Problem to solve:
The entries that follow should come back exactly, with no pictures among them.

Material shown:
───
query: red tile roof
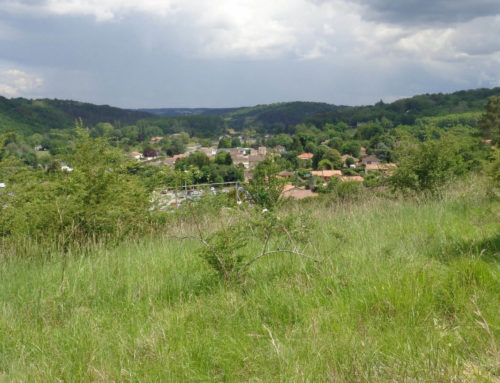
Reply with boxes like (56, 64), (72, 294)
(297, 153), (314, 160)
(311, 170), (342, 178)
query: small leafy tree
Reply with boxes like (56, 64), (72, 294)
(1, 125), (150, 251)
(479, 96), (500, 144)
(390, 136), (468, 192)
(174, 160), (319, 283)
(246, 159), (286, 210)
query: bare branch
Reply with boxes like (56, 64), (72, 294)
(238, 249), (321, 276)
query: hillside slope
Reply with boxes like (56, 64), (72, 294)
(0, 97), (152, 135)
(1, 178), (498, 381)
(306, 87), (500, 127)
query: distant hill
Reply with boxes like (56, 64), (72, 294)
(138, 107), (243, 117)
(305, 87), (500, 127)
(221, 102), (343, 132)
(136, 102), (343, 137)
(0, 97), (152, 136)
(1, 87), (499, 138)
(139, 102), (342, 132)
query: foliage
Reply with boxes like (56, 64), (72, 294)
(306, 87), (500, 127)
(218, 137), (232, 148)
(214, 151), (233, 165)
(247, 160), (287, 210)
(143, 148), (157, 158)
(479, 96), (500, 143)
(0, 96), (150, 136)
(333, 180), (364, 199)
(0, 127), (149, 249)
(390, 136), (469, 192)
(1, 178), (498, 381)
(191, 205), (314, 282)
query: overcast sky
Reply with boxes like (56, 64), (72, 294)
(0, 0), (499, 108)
───
Solution:
query: red tile roof
Reply with boxes like (56, 64), (72, 294)
(297, 153), (314, 160)
(311, 170), (342, 178)
query: small leafy tree
Reply with boxes like (56, 64), (72, 294)
(1, 125), (150, 251)
(479, 96), (500, 144)
(390, 136), (468, 192)
(174, 160), (319, 283)
(246, 159), (286, 210)
query: bare branch
Reply with boxes like (56, 64), (72, 294)
(238, 249), (321, 276)
query: hillside slope
Reply with boxes like (56, 64), (72, 294)
(0, 97), (152, 135)
(1, 178), (498, 381)
(306, 87), (500, 127)
query: distant hill
Reply with boxes like (56, 64), (72, 294)
(138, 107), (243, 117)
(305, 87), (500, 127)
(221, 102), (343, 132)
(136, 102), (343, 137)
(0, 97), (152, 136)
(1, 87), (499, 138)
(139, 102), (342, 132)
query: foliage
Reply with boxes like (56, 64), (72, 294)
(306, 87), (500, 127)
(218, 137), (232, 148)
(214, 151), (233, 165)
(247, 160), (287, 210)
(143, 148), (157, 158)
(479, 96), (500, 143)
(0, 96), (150, 136)
(333, 180), (364, 199)
(0, 127), (149, 249)
(390, 136), (469, 192)
(1, 178), (498, 381)
(191, 205), (314, 282)
query: overcast sky
Reply with boxes like (56, 64), (72, 294)
(0, 0), (499, 108)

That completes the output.